**TEXTO EM ANÁLISE**

Infelizmente, no Brasil, em geral, não há mecanismos de solução extrajudicial de conflitos nos hospitais; logo, o paciente pode tentar um acordo com o estabelecimento de saúde ou, caso não consiga, propor uma ação judicial. Mas não creio que esse modelo seja benéfico para o paciente ou para o profissional de saúde, nem para o hospital. Há que se investir na promoção dos direitos dos pacientes, pois, quando esses direitos são respeitados, há um incremento na segurança do paciente e riscos de eventos adversos são evitados.

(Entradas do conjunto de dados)
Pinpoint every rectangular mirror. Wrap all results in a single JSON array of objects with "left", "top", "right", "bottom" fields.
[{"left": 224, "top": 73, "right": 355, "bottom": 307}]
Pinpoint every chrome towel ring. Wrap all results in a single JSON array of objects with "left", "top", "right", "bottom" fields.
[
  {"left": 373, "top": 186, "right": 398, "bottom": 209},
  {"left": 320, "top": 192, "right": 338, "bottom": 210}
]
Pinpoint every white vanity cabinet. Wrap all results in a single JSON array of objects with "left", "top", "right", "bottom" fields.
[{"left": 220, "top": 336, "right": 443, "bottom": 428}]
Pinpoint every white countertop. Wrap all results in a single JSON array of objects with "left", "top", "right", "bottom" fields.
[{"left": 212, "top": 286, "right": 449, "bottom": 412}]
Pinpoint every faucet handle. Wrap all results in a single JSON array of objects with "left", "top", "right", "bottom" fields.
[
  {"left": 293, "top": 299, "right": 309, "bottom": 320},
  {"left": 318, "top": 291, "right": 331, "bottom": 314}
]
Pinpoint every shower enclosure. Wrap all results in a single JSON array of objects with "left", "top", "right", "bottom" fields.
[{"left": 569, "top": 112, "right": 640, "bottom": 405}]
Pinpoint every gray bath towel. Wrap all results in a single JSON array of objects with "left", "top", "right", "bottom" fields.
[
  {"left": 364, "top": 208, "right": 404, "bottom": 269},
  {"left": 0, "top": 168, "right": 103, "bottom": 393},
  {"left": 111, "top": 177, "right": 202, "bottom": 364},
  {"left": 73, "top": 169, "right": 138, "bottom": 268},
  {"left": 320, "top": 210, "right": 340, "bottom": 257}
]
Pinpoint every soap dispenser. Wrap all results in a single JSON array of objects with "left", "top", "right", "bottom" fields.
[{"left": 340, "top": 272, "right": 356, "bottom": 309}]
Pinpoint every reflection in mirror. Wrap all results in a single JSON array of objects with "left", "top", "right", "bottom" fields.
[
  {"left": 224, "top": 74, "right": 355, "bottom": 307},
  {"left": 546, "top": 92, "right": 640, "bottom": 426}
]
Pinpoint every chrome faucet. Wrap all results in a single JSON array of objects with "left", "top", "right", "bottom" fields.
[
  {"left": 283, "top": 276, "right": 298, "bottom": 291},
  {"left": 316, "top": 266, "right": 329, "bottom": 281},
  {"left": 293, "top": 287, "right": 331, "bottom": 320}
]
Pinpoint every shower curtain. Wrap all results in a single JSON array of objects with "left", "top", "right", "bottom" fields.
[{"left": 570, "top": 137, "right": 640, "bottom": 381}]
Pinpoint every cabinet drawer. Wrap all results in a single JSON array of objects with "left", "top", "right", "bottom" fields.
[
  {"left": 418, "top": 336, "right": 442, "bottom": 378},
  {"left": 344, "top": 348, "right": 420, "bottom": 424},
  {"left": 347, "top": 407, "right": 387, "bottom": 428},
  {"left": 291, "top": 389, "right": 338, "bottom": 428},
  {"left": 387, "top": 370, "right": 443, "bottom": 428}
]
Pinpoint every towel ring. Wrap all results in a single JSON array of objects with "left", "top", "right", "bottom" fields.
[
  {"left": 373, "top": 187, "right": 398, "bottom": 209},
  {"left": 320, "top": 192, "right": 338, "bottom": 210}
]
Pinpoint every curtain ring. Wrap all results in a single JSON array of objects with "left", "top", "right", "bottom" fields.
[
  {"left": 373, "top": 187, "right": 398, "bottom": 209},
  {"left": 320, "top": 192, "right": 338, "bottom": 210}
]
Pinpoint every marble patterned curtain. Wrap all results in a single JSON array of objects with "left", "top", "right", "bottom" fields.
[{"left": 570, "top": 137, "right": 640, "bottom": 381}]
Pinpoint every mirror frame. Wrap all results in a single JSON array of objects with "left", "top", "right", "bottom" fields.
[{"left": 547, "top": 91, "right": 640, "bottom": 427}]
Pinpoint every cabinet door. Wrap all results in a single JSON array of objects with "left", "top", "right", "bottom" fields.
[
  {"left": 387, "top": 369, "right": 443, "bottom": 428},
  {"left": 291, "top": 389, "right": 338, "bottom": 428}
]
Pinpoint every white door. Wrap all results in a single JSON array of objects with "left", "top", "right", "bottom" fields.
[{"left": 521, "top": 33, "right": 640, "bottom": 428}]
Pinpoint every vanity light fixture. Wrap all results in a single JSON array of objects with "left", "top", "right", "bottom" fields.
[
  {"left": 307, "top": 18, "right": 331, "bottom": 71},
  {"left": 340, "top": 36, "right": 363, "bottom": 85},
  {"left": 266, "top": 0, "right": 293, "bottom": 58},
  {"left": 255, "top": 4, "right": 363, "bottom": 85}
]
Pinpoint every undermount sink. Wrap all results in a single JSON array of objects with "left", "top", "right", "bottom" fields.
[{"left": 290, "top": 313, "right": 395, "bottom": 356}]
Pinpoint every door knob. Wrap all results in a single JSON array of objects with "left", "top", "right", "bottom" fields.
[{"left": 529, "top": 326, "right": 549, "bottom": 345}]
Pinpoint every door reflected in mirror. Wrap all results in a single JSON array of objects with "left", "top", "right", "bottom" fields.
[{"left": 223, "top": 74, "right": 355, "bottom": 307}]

**TAREFAS A REALIZAR**
**1)** Transcreva o trecho do texto em análise entre "Infelizmente, no Brasil, em" e "adversos são evitados.", inclusive.
**2)** De acordo com o texto em análise, por que se deve investir na promoção dos direitos dos pacientes? Responda em uma a três frases.

**RESPOSTAS ÀS TAREFAS**
**1)**
Infelizmente, no Brasil, em geral, não há mecanismos de solução extrajudicial de conflitos nos hospitais; logo, o paciente pode tentar um acordo com o estabelecimento de saúde ou, caso não consiga, propor uma ação judicial. Mas não creio que esse modelo seja benéfico para o paciente ou para o profissional de saúde, nem para o hospital. Há que se investir na promoção dos direitos dos pacientes, pois, quando esses direitos são respeitados, há um incremento na segurança do paciente e riscos de eventos adversos são evitados.

**2)** Quando os direitos dos pacientes são respeitados, há um incremento na segurança do paciente. Além disso, evitam-se riscos de eventos adversos.